О политике мы с ним никогда не говорили. Но он не ныл, много работал, не жаловался, что забыт, что новые имена оттеснили его в прошлое. Кузмин, кажется, был в ровном настроении и мыслил объективно. В самые бурные дни Октября он не укорял меня, подобно некоторым, за сближение с большевиками.

Я продолжал относиться к Кузмину так же хорошо, но, увы, трепетного чувства юного поэта, приобщившегося к храму искусства, когда я слушал его в зените его славы, у меня уже не возникало. Порой делалось грустно на «четверге», как бывает грустно каждому, кто вспоминает о своей утерянной юности.

Вспоминая наши встречи, и первые, и последние, я должен сказать, что за Кузминым, которого я знал, стоял другой Кузмин, никем не разгаданный. Ведь не может быть, чтобы человек жил только внешней жизнью без глубоких раздумий, стремлений, противоречий?.. Если он молчал о них, то кто же может сказать, какими они были?.. Но нельзя также сказать с уверенностью, что Кузмин был совершенно другим, чем казался нам. Вероятно, у него проявилось свойство характера жить только искусством, не обращая внимание на все остальное. Поэтому жизнь Кузмина казалась мне какой-то театральной. Мы сидели у него дома, встречались в «Бродячей собаке» и на литературных вечерах в Тенишевском и в других местах, гуляли в Летнем саду и в Павловске… Он был прост и обычен. И все же иногда мне рисовало воображение или предчувствие, что мы находимся в партере, а Кузмин на сцене блестяще играет роль… Кузмина.

◆ ◆ ◆ ◆ ◆ ◆ ◆

-- ЗАДАНИЯ --
1. Верните из отрывка о Кузмине всё, что идёт от слов «О политике мы» и ниже до слов «своей утерянной юности.».
2. Ответьте по отрывку о Кузмине:
(а) О чём автор воспоминаний и Кузмин никогда не говорили?
(б) Где они гуляли вместе?
(в) Какой казалась автору жизнь Кузмина?

◆ ◆ ◆ ◆ ◆ ◆ ◆

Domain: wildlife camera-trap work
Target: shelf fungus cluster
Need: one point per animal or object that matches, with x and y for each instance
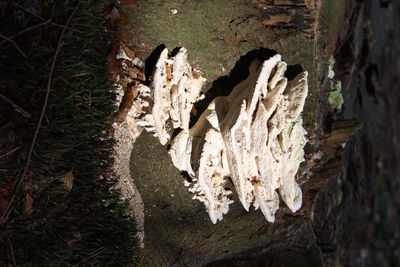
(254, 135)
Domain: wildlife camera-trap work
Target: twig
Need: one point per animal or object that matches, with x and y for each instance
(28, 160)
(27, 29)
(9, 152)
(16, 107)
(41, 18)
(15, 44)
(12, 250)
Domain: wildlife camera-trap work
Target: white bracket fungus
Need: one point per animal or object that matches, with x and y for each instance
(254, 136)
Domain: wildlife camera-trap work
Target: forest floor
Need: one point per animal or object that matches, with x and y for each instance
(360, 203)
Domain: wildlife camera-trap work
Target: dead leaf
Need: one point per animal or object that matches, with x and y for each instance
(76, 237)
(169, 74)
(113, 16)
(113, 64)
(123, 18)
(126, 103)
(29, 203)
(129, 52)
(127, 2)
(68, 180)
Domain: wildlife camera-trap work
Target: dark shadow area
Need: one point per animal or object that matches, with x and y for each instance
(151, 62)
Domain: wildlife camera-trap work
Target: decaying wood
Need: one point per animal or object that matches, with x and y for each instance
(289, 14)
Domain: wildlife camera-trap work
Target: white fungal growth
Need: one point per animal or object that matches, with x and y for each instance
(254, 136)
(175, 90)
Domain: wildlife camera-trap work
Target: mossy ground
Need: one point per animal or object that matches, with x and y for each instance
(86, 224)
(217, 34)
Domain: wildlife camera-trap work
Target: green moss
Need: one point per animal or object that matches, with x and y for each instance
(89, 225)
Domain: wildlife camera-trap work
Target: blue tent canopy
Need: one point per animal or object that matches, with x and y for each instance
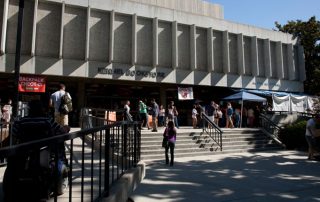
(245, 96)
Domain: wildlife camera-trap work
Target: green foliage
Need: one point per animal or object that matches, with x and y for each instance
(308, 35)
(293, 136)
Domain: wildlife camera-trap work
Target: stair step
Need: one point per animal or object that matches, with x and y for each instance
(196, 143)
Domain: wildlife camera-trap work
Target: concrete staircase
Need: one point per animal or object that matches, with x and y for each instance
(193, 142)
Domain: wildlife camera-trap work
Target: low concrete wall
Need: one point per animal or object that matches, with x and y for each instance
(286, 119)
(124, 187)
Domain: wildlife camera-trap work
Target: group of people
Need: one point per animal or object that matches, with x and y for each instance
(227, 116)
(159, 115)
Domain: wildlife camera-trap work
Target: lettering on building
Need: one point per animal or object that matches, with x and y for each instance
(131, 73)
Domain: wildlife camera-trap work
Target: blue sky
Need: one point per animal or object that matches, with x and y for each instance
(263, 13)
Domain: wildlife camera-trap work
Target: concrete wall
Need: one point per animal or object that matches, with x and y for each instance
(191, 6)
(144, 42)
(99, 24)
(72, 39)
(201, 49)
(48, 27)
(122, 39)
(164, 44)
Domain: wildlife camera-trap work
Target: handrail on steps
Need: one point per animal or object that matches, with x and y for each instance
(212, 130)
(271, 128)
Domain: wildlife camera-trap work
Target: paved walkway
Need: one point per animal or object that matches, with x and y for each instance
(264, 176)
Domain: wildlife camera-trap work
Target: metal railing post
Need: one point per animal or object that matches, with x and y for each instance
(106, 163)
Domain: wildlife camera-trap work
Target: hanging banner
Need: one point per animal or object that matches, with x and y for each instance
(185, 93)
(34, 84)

◆ ◆ ◆ ◆ ◆ ◆ ◆

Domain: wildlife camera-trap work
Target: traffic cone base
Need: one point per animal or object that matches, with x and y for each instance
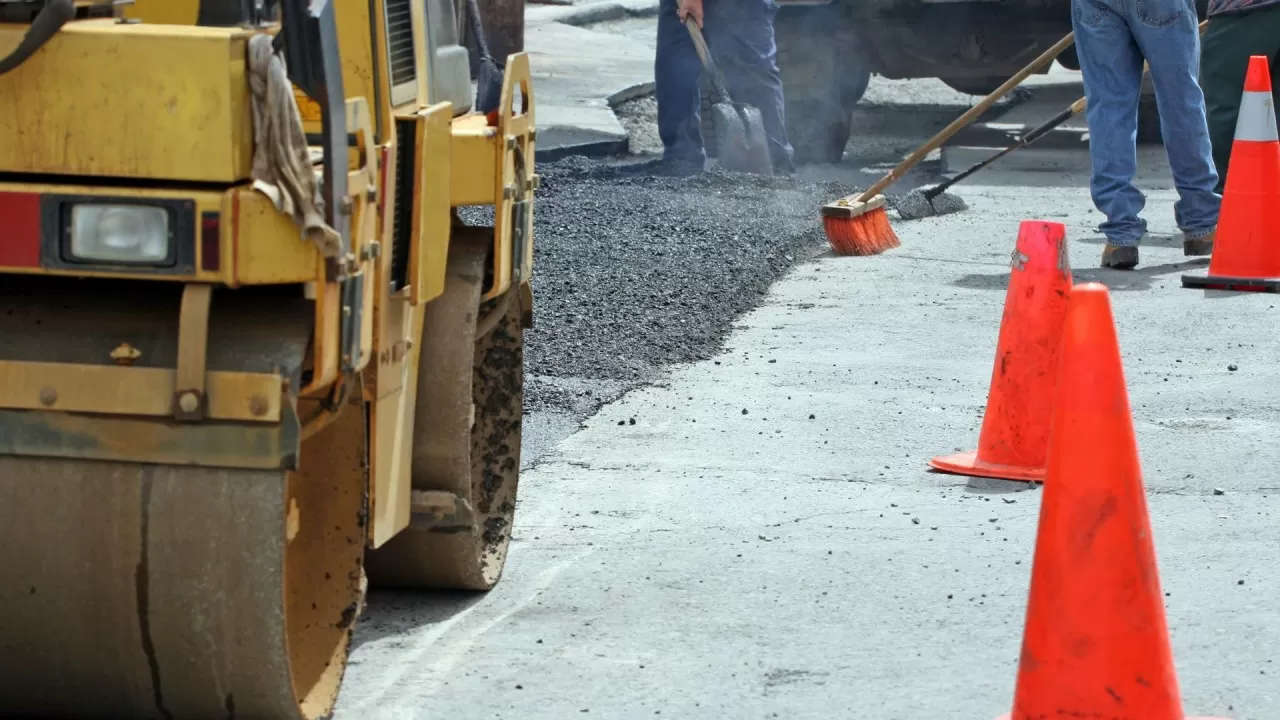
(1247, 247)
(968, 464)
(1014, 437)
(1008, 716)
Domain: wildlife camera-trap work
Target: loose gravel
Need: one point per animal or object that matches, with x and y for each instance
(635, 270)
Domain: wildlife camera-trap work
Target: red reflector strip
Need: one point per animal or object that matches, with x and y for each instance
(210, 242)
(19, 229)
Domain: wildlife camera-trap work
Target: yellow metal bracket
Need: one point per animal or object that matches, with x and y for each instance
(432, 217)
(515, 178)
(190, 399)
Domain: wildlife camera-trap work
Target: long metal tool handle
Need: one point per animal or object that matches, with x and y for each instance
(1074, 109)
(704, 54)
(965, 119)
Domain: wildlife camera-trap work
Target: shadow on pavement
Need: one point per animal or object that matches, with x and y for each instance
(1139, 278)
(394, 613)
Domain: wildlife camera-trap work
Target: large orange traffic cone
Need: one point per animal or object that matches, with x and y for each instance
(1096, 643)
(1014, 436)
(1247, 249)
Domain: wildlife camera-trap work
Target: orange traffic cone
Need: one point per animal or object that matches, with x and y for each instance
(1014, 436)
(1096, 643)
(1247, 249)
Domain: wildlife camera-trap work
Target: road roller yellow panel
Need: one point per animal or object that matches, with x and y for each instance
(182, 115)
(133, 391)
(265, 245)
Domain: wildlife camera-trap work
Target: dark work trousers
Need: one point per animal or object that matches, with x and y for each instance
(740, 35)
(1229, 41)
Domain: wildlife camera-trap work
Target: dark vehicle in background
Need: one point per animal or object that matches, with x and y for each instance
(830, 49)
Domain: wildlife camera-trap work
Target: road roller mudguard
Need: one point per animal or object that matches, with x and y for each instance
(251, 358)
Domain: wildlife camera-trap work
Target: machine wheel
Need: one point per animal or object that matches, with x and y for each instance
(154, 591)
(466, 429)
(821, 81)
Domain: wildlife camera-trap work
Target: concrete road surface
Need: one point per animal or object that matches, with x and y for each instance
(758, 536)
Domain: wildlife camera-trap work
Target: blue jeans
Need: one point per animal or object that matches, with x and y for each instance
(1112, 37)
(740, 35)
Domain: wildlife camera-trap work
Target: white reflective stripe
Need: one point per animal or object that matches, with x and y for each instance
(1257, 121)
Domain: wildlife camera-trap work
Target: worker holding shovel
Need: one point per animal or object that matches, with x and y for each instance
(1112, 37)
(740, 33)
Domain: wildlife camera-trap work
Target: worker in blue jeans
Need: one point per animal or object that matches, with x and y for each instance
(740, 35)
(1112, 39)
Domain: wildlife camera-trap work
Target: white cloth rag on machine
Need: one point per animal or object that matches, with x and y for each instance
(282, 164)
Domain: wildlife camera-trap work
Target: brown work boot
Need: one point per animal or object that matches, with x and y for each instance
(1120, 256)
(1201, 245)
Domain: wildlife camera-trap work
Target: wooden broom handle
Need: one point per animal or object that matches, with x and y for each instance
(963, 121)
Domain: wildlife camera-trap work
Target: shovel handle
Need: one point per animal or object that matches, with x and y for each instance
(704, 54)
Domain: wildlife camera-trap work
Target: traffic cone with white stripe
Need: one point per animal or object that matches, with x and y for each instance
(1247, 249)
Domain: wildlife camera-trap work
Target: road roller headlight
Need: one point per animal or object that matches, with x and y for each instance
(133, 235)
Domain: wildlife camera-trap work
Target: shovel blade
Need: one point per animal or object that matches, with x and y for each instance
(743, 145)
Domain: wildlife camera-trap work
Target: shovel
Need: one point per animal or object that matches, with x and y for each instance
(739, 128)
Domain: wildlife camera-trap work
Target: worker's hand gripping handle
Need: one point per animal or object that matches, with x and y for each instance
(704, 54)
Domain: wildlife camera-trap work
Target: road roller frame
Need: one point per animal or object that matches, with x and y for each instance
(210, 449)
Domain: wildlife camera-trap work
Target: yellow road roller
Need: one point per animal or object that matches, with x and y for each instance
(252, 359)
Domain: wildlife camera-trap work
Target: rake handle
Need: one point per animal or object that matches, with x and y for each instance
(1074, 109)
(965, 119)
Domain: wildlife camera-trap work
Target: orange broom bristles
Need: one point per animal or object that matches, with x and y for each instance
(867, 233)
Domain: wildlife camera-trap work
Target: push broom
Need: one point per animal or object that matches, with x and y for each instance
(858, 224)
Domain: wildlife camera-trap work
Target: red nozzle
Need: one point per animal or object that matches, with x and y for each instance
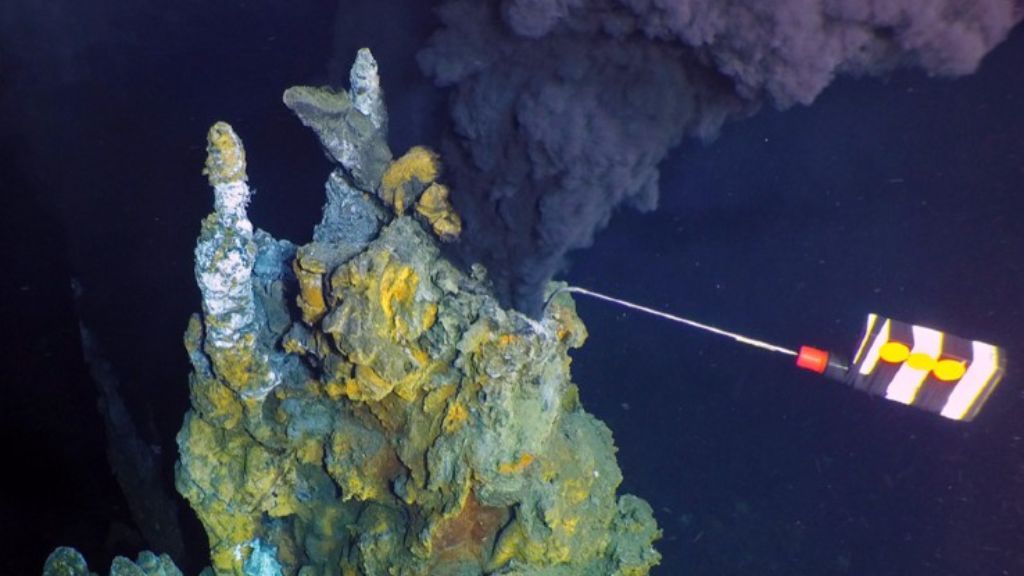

◆ ◆ ◆ ◆ ◆ ◆ ◆

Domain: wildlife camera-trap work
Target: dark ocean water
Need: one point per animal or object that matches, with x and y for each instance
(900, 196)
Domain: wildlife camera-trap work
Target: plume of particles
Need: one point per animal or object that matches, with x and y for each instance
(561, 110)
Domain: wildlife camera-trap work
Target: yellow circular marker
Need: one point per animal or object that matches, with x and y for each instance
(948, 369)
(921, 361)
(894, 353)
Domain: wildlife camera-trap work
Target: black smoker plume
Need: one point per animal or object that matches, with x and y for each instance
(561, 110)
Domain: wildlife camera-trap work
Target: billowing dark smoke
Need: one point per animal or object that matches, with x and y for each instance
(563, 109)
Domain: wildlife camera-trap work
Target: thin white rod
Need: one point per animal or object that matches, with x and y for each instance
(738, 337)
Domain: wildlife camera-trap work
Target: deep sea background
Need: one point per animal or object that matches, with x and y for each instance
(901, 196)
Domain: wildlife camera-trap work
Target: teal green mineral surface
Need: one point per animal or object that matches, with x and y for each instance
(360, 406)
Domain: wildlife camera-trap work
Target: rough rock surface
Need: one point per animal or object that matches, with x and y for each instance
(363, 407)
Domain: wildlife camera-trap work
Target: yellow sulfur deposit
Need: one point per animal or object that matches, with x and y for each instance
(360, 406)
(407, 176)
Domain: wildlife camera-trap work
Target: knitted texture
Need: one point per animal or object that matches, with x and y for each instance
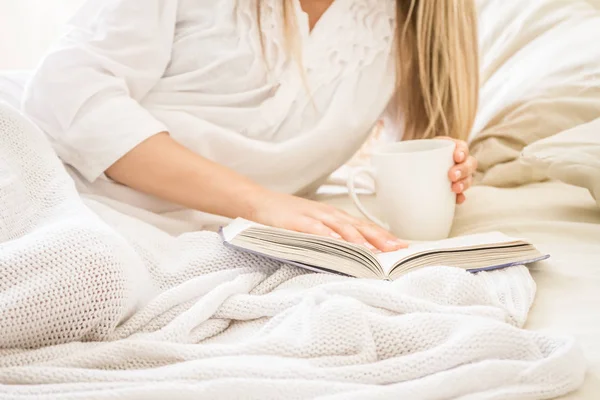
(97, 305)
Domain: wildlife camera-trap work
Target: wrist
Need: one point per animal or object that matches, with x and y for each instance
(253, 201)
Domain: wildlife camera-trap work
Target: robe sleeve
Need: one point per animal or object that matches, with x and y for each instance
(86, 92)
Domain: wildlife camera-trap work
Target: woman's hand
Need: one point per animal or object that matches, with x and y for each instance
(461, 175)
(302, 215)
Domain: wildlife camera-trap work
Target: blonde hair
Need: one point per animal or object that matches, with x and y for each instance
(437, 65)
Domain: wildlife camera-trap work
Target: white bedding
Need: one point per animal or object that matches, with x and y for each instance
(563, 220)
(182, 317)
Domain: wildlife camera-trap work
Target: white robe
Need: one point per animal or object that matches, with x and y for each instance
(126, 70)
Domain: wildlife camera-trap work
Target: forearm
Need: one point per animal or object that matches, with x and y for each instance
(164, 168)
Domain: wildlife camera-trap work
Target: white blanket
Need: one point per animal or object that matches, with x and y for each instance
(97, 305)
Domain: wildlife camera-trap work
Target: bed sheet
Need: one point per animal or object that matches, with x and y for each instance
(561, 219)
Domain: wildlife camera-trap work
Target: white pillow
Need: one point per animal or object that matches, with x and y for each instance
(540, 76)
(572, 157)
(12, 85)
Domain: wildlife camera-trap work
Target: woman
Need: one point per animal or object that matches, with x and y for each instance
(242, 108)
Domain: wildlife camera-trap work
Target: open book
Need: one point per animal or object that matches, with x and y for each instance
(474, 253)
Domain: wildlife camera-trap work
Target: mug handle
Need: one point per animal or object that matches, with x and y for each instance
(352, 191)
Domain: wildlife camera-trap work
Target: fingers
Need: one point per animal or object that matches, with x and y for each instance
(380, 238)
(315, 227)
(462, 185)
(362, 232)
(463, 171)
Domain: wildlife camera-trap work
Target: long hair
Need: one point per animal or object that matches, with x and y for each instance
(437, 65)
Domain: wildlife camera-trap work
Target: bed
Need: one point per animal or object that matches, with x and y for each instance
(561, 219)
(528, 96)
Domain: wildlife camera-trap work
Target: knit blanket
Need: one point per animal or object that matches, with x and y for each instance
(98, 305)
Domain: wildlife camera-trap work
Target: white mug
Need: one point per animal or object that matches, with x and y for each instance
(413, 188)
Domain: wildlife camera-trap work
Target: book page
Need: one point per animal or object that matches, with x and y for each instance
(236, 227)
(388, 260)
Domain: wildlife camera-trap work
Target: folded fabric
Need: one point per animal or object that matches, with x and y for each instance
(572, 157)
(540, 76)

◆ ◆ ◆ ◆ ◆ ◆ ◆

-- РЕШЁННЫЕ ЗАДАНИЯ --
1.
О политике мы с ним никогда не говорили. Но он не ныл, много работал, не жаловался, что забыт, что новые имена оттеснили его в прошлое. Кузмин, кажется, был в ровном настроении и мыслил объективно. В самые бурные дни Октября он не укорял меня, подобно некоторым, за сближение с большевиками.

Я продолжал относиться к Кузмину так же хорошо, но, увы, трепетного чувства юного поэта, приобщившегося к храму искусства, когда я слушал его в зените его славы, у меня уже не возникало. Порой делалось грустно на «четверге», как бывает грустно каждому, кто вспоминает о своей утерянной юности.

2.
(а) О политике.
(б) В Летнем саду и в Павловске.
(в) Какой-то театральной.